| Provided data |
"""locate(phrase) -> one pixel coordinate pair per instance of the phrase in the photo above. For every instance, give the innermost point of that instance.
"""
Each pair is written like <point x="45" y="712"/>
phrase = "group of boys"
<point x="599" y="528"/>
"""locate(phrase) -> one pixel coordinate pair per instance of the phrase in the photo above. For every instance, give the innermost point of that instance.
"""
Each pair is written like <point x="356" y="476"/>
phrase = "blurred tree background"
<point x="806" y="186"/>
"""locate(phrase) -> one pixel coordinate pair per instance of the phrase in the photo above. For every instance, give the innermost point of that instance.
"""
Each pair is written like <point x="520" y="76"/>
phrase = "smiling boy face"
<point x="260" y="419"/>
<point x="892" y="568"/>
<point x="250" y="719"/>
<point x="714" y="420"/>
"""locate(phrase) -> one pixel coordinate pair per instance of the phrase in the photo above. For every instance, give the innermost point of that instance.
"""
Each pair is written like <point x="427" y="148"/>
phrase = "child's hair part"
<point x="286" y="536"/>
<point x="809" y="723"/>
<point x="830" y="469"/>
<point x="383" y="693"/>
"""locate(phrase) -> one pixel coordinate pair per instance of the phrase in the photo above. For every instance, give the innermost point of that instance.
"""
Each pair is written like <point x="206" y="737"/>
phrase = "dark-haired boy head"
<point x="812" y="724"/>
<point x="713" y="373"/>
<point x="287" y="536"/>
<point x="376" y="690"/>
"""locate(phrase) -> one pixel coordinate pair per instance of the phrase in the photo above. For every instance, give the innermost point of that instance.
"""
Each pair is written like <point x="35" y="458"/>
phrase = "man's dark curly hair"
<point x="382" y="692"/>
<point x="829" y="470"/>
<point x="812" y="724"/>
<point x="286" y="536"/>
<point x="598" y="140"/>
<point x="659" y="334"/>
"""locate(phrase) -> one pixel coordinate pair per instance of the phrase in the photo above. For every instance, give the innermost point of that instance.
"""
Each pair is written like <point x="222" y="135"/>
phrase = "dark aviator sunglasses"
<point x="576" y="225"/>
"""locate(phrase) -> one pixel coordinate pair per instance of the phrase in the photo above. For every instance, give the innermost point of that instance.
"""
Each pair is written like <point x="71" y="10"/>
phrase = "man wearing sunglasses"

| Your task |
Pick out all lines in the records above that contain the word "Each", and copy them.

| Exercise solution |
Each pair is written like <point x="45" y="712"/>
Each pair is written like <point x="356" y="476"/>
Each pair is written like <point x="520" y="76"/>
Each pair is written like <point x="427" y="148"/>
Each pair is written like <point x="206" y="737"/>
Each pair is written like <point x="35" y="458"/>
Each pair is written like <point x="222" y="135"/>
Each pair is written like <point x="71" y="10"/>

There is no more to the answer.